— Start of PROVIDED INFORMATION —

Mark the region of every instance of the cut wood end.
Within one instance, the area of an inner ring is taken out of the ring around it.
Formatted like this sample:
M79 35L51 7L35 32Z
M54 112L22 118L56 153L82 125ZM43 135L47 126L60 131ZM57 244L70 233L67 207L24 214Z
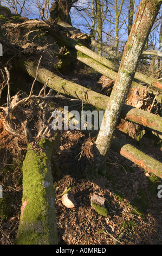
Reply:
M61 201L62 204L67 208L73 208L76 205L74 197L70 191L62 196Z

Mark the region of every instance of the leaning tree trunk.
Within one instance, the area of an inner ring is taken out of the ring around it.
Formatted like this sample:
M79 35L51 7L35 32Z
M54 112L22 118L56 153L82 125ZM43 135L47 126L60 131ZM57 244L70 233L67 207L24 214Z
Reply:
M95 142L95 168L97 170L103 170L104 168L120 114L135 72L138 60L161 2L162 0L142 0L140 2ZM107 122L109 122L108 130Z
M51 170L53 142L29 143L23 163L23 198L16 245L56 245L55 193Z
M70 11L77 0L55 0L49 10L50 22L65 21L72 25Z

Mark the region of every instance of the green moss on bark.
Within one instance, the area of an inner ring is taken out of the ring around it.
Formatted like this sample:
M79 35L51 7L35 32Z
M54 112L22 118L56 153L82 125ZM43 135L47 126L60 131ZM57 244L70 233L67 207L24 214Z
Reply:
M50 155L53 144L30 143L23 164L22 206L16 244L57 244L55 193Z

— End of PROVIDED INFORMATION —

→ GOAL
Copy word for word the part of the entries that opens with the line containing "Mark the region of every instance of the green" and runs through the last line of the entries, including both of those lines.

→ WORKED ANSWER
Mark the region of every instance of the green moss on bark.
Within one instance, the area of an inner ring is taken out of the ring around it.
Formatted like this sample:
M79 35L51 7L35 32Z
M54 112L22 118L56 153L82 125ZM43 135L47 126L60 131ZM57 244L70 233L67 207L24 214Z
Reply:
M50 155L53 144L30 143L23 164L22 206L16 244L57 244L55 193Z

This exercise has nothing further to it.